Records
▬▬▬▬▬▬▬▬▬▬
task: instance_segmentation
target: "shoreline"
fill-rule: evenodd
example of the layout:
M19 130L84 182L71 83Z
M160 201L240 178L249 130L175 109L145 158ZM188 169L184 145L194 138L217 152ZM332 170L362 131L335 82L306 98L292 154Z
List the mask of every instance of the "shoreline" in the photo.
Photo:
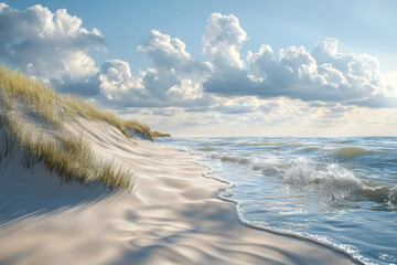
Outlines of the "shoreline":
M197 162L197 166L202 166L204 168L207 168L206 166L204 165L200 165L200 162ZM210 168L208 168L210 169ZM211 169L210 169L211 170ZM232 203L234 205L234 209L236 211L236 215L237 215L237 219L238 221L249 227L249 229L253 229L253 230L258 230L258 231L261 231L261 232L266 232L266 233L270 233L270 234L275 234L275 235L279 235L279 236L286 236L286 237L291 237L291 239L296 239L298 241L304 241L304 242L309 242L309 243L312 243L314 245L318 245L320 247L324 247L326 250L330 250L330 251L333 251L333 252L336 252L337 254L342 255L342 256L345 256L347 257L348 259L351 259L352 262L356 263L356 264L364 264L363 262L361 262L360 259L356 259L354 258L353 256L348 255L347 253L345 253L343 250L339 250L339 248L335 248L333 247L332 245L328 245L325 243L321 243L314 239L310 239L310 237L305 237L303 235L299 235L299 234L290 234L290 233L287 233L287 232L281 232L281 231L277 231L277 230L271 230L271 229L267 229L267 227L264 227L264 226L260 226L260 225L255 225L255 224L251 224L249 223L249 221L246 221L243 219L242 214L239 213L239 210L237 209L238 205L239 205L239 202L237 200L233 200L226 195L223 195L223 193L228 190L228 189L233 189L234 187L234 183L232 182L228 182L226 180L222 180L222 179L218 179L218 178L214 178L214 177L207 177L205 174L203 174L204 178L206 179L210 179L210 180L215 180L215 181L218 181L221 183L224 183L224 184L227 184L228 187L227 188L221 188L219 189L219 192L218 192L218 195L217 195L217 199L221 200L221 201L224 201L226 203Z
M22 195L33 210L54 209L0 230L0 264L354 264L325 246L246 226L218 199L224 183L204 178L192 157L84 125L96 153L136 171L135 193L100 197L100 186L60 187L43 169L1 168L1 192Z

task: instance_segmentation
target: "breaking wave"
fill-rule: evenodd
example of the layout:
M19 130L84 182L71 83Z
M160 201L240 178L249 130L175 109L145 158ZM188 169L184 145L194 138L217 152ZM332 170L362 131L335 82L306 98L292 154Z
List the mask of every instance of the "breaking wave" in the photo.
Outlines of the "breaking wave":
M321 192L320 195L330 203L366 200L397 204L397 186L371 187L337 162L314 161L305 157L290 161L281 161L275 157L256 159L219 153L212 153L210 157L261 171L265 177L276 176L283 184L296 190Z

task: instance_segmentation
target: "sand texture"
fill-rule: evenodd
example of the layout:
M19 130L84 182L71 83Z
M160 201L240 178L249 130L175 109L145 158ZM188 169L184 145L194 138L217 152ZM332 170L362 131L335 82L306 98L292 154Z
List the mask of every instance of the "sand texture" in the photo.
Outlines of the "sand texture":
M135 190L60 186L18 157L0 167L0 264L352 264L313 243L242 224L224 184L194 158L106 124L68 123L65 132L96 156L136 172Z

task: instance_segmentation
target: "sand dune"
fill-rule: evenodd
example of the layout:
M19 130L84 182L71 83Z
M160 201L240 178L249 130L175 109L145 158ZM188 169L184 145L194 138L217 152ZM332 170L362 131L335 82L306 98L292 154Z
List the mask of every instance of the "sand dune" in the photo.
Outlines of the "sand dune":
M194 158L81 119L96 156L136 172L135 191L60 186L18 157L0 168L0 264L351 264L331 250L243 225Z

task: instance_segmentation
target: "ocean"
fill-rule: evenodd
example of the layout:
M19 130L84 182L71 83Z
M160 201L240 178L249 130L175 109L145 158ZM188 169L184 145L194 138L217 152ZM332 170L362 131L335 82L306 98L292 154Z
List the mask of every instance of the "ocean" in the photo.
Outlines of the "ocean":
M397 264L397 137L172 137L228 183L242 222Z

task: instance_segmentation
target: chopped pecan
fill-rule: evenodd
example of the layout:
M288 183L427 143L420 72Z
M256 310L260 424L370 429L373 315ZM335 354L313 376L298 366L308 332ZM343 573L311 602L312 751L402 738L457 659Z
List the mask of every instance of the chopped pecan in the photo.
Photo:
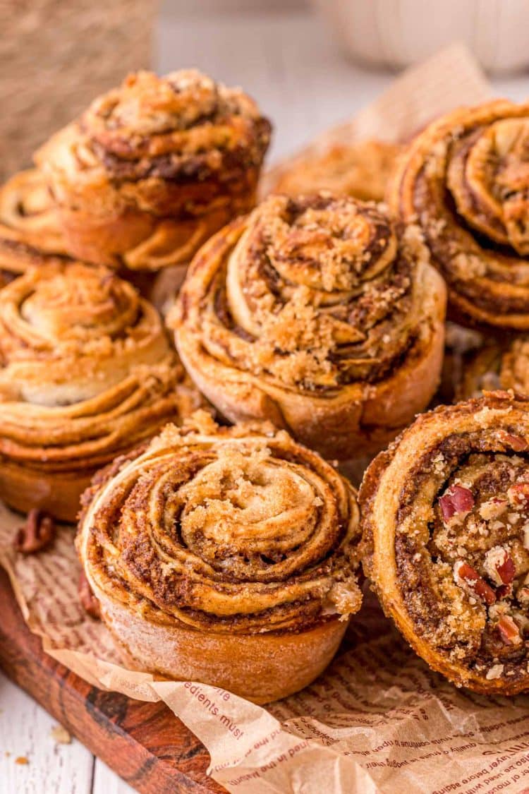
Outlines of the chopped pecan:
▬▬▬▬▬▬▬▬▬▬
◆ Description of the task:
Rewrite the rows from the start of the records through the line holding "M22 195L33 210L54", both included, replacing "shoreline" with "coastline" and changing nothing else. Leave the pictures out of your answer.

◆ Task output:
task: instance_segmentation
target: "coastline"
fill-rule: evenodd
example of the layout:
M19 130L84 182L71 83Z
M160 201L240 178L249 130L175 109L145 158ZM188 169L184 145L194 138L217 152ZM332 170L362 131L335 82L306 98L292 154Z
List the mask of every instance of the "coastline" in the photo.
Photo:
Outlines of the "coastline":
M197 162L197 166L202 166L204 168L207 168L206 166L204 165L200 165L200 162ZM210 168L208 168L210 169ZM211 169L210 169L211 170ZM232 203L234 205L234 209L236 211L236 215L237 215L237 219L238 221L249 227L249 229L253 229L253 230L258 230L258 231L261 231L261 232L266 232L266 233L270 233L270 234L275 234L275 235L279 235L279 236L286 236L286 237L291 237L291 239L296 239L298 241L304 241L304 242L309 242L309 243L312 243L314 245L318 245L320 247L324 247L326 250L330 250L330 251L333 251L333 252L336 252L337 254L342 255L342 256L345 256L347 257L348 259L351 259L352 262L356 263L356 264L364 264L363 262L361 262L360 259L356 259L354 258L353 256L348 255L347 253L345 253L343 250L339 250L339 248L335 248L333 247L332 245L328 245L325 243L321 243L314 239L310 239L310 237L305 237L303 235L299 235L299 234L290 234L290 233L287 233L287 232L281 232L281 231L277 231L277 230L271 230L271 229L267 229L267 227L264 227L264 226L260 226L260 225L255 225L255 224L251 224L249 223L249 221L246 221L243 219L242 214L239 213L239 210L237 209L238 205L239 205L239 202L237 200L233 200L226 195L223 195L223 193L228 190L228 189L233 189L234 187L234 183L232 182L228 182L226 180L222 180L222 179L218 179L218 178L214 178L214 177L207 177L205 174L203 174L204 178L206 179L210 179L210 180L215 180L215 181L218 181L221 183L224 183L224 184L227 184L228 187L227 188L221 188L219 189L219 192L218 192L218 195L217 195L217 199L221 200L221 201L224 201L226 203Z
M22 195L33 210L54 209L0 230L0 264L354 264L325 246L246 226L218 199L224 183L204 178L192 157L84 125L96 153L136 171L135 193L100 197L100 186L60 187L43 169L1 168L1 192Z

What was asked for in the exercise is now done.